* MATERIAL PROVIDED

━━━━━━━━━━━━━━━━

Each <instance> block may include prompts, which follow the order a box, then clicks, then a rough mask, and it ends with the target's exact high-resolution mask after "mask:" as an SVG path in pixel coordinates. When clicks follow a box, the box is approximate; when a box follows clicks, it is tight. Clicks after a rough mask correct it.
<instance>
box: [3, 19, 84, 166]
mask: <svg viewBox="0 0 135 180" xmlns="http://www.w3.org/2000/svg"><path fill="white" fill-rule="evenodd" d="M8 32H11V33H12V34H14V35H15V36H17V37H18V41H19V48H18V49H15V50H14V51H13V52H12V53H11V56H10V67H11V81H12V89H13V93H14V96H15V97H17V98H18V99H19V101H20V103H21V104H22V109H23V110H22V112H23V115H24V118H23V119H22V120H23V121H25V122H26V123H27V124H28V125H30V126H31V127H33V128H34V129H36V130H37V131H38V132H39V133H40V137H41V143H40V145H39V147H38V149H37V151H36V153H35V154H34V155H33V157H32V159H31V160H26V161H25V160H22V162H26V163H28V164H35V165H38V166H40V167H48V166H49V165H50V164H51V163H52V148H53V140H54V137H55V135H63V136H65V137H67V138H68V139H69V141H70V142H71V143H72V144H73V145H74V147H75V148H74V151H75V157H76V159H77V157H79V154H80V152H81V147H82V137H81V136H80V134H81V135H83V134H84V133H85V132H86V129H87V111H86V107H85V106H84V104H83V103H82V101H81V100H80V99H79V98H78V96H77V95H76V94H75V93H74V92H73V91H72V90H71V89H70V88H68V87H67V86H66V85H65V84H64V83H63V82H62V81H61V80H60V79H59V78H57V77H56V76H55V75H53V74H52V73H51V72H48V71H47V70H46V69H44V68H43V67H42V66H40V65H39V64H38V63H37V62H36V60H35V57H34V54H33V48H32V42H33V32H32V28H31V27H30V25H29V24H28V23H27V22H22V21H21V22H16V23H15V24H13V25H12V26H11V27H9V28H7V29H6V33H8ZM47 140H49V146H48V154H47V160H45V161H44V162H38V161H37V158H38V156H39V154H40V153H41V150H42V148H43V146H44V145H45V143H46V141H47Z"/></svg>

━━━━━━━━━━━━━━━━

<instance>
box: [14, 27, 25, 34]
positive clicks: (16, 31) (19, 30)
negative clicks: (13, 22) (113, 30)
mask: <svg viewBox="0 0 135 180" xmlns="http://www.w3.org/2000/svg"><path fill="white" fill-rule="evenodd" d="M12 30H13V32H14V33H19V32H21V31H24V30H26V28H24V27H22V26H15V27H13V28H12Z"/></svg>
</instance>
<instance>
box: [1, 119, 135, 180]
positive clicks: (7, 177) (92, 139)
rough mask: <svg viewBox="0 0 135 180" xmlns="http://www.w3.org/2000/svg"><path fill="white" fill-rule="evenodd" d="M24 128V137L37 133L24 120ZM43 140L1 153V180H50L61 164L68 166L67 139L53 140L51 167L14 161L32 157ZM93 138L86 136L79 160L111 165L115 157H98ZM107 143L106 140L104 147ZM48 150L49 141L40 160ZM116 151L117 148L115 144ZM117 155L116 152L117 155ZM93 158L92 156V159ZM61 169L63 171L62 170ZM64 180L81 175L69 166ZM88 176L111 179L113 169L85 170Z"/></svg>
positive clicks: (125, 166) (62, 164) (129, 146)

━━━━━━━━━━━━━━━━

* YOUR ASSIGNMENT
Please tally the lines of the listing that include the string "positive". Give the total alone.

* ANSWER SPACE
3